------ 提示文 ------
CINRA

人生を何個分も生きている。複数のキャリアを持つよさって?

コロナ禍によるリモート促進から、AIの発達によるスキルセットの変化まで、ここ数年で仕事を取り巻く状況は著しく変化しました。キャリア形成においても「これをすれば間違いない」という、いわゆる正解がなくなったいま、私たちは一体何を基準にして自分に合ったキャリアを選べばいいのでしょうか? 本連載ではその問いに対して、複数のキャリアの「型」を呈示していきます。

また、これからのキャリア形成に欠かせないのが、海外視座です。本連載は台湾のカルチャー誌『秋刀魚』との共同企画で、アジアの事例も交えて紹介いたします。
  • 取材・文:光永智子(CINRA)
------ 保存データ ------
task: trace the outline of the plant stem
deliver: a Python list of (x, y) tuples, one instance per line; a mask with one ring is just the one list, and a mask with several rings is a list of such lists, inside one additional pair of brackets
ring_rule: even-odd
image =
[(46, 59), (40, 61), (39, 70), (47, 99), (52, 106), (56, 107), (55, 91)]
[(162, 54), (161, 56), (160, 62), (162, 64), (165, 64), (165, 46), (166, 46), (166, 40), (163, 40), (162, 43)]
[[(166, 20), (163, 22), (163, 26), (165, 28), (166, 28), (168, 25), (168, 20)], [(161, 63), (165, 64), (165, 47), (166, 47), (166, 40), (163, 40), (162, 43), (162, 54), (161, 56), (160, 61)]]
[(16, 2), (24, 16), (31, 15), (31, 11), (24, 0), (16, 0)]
------
▶ [課題内容]:
提示文の中で、かぎかっこ「」または二重かぎかっこ『』に囲まれている語句を、かっこごとすべて抜き出してください。 提示文だけを根拠にしてください。

▶ [回答]:
「これをすれば間違いない」
「型」
『秋刀魚』